▶ [Exercise requirements]:
Copy out every line from the records that includes "yellow".

(Records supplied begins)

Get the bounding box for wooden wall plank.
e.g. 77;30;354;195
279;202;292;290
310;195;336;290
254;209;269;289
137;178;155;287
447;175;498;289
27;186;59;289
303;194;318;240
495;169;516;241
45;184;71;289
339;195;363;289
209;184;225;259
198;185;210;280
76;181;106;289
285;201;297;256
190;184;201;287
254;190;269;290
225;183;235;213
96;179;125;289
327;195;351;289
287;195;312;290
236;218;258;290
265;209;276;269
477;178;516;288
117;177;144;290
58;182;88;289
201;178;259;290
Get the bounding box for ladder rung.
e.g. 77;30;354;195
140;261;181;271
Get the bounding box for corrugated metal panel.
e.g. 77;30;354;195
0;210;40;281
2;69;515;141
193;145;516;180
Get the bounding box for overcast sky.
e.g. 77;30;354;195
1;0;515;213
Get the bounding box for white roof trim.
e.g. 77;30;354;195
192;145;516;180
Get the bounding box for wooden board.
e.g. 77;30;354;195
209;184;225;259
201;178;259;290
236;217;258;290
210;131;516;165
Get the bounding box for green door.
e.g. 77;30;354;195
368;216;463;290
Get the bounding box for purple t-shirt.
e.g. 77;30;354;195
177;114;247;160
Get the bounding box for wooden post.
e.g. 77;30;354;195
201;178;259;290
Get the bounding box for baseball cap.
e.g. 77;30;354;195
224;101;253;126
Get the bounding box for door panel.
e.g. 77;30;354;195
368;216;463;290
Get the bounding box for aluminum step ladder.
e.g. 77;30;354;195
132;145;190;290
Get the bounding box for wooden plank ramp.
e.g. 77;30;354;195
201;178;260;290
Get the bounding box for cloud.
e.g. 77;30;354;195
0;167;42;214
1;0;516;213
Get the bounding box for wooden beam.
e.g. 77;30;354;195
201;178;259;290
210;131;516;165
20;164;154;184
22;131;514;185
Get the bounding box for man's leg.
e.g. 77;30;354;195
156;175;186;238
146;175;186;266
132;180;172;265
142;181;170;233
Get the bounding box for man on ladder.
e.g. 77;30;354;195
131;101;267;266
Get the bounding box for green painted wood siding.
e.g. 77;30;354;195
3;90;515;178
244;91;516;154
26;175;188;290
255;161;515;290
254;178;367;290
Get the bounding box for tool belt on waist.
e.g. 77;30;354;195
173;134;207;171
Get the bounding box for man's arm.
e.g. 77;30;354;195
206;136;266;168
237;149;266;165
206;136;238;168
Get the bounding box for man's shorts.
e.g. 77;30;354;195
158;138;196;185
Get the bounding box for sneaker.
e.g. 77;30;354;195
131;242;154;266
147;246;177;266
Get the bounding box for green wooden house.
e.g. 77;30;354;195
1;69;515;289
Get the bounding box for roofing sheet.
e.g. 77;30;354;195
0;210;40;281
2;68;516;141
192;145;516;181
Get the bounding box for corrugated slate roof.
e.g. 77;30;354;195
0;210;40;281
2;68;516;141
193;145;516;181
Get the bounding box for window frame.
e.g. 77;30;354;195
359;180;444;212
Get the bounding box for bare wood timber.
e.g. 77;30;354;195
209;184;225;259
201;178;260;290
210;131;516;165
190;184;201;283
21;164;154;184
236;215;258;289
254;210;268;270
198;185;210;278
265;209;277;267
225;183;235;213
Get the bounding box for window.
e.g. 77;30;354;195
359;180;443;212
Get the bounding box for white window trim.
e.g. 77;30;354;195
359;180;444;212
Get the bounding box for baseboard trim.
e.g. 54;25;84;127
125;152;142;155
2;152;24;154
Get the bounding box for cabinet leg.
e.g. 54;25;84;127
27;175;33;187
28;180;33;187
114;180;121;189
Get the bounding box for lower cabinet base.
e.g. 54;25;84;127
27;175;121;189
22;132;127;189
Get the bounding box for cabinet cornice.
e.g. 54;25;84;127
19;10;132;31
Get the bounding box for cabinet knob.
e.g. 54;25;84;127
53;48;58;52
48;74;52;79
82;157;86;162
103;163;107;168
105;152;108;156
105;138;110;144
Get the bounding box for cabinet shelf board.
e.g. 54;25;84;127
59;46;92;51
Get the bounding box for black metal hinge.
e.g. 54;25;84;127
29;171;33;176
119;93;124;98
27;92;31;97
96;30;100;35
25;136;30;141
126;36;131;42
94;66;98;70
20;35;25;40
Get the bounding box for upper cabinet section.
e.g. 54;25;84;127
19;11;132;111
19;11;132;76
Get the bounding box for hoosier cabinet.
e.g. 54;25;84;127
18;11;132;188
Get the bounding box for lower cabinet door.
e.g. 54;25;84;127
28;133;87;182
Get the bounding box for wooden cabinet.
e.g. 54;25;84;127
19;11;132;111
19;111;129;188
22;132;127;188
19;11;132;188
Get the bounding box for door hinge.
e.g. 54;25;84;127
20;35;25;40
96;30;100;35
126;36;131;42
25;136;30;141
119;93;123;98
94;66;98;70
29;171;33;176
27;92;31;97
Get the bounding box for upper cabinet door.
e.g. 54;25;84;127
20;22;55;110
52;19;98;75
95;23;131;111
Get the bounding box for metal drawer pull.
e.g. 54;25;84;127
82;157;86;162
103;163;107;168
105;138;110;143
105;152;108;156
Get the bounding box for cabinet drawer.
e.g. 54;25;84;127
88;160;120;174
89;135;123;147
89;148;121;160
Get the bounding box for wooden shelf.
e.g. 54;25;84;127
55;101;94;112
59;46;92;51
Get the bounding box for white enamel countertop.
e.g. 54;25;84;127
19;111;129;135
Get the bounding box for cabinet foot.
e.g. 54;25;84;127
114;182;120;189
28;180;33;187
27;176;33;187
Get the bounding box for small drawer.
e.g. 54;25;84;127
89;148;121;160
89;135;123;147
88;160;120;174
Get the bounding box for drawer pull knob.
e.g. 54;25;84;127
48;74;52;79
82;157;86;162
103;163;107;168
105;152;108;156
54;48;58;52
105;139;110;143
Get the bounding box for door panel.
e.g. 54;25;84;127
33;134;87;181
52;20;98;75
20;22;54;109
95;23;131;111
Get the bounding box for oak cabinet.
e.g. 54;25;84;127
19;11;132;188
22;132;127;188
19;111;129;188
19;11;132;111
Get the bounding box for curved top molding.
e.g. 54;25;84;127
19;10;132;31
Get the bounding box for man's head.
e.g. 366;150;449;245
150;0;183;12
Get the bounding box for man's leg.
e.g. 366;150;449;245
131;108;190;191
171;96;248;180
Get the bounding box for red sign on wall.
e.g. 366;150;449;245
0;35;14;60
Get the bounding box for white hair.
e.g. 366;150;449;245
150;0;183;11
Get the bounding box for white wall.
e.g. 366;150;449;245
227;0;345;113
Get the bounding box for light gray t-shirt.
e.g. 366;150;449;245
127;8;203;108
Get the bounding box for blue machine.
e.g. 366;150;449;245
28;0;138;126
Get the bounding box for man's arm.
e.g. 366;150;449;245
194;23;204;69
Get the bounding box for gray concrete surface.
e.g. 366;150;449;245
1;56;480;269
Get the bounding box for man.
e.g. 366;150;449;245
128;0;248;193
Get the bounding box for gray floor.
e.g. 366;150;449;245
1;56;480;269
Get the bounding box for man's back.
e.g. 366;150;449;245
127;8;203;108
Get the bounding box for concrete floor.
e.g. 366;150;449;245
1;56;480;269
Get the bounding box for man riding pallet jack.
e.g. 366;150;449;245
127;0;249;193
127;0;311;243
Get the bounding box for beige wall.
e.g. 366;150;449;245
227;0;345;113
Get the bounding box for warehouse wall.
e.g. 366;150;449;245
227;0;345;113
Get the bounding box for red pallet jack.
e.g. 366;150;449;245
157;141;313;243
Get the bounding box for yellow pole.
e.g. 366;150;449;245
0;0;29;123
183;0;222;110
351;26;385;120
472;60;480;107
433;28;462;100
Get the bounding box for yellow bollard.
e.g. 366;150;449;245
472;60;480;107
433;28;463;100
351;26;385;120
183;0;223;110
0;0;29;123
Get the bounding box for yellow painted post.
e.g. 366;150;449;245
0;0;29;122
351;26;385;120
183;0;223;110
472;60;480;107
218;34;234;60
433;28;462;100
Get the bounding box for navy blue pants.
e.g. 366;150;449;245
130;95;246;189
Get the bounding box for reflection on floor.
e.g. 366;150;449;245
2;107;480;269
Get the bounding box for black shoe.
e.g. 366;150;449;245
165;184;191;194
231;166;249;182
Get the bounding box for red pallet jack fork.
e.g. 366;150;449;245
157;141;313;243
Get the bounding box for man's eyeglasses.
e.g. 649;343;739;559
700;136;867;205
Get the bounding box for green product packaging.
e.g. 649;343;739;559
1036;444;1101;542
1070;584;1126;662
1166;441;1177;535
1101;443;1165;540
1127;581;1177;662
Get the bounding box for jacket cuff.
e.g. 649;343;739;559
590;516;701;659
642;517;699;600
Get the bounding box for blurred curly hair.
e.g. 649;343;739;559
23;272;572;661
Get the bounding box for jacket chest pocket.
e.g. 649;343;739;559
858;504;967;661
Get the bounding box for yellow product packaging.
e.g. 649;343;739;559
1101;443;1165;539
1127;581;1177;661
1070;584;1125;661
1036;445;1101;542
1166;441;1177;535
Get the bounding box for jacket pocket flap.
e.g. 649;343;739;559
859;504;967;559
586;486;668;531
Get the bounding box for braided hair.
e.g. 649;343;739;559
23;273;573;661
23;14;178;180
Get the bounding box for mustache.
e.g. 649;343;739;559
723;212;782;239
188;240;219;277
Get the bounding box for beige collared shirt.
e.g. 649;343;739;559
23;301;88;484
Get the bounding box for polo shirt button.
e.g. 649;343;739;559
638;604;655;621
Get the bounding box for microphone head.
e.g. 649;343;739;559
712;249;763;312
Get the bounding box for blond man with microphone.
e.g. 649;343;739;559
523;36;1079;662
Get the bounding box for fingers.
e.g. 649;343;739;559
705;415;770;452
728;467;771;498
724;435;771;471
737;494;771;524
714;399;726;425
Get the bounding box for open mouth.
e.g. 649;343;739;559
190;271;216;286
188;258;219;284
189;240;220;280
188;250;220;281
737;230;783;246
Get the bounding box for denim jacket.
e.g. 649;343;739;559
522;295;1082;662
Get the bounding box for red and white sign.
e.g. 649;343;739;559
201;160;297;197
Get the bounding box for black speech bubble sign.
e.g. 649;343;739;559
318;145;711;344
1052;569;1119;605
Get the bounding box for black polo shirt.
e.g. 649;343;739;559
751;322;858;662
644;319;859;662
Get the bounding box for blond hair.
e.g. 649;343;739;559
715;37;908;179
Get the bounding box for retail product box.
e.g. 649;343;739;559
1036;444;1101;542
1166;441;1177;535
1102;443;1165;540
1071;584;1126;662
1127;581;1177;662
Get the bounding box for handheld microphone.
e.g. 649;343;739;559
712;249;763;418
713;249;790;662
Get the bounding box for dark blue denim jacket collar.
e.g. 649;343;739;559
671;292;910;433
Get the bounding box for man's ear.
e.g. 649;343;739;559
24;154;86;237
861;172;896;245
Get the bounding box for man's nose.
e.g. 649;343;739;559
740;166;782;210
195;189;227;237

(Records supplied ends)

▶ [Written response]:
Get the bounding box for yellow pole.
Get the bounding box for yellow bollard.
Get the bounding box for yellow painted post.
Get the bounding box for yellow product packaging.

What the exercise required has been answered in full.